**Task description**
Can you rescale the listing from the line with "Keypoint placement rule: for each instance of the white" through the end, both included, by reproducing every line, requests unchanged, with each coordinate in the answers multiplied by 2.55 and rounded to a whole number, halves going up? Give only those lines.

****************************************

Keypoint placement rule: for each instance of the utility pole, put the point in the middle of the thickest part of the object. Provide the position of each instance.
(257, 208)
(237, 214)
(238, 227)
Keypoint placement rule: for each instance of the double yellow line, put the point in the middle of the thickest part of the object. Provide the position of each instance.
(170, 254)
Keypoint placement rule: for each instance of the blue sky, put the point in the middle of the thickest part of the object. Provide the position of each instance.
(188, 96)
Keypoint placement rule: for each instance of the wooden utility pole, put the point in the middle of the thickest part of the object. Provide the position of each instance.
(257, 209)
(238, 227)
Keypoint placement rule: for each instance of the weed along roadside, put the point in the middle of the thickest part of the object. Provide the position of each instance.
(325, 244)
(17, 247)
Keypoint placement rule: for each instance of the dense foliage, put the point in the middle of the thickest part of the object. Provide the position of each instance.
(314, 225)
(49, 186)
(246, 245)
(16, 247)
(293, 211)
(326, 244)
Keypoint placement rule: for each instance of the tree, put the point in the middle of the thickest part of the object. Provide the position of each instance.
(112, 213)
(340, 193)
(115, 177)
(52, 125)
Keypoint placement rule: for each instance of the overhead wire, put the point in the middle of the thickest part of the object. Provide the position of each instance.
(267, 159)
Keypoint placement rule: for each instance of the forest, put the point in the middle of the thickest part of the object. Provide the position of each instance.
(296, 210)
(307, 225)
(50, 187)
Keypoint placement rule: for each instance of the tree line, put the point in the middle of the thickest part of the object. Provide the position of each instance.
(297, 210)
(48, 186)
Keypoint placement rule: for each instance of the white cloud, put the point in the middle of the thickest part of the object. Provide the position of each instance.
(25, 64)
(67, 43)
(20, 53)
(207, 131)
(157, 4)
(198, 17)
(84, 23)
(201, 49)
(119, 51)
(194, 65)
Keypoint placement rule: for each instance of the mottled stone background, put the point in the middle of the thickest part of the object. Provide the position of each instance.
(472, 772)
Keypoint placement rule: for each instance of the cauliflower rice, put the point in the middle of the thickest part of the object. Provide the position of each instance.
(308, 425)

****************************************

**Answer for the task**
Keypoint placement rule: for each instance of the white cloud, put the point in the middle of the thickest part of the object. Provide the position of each instance.
(64, 163)
(171, 110)
(51, 135)
(528, 334)
(400, 10)
(505, 43)
(214, 59)
(513, 125)
(303, 130)
(495, 166)
Keypoint placement rule: for each instance of the mottled stone background, put the point in the middle of the thickest part of the object. Provide the position of each instance.
(1204, 1969)
Keypoint placement rule: for each instance of the cauliflower rice, put the point in the middle of the thickest part of the object. Provide the position of each instance.
(785, 1084)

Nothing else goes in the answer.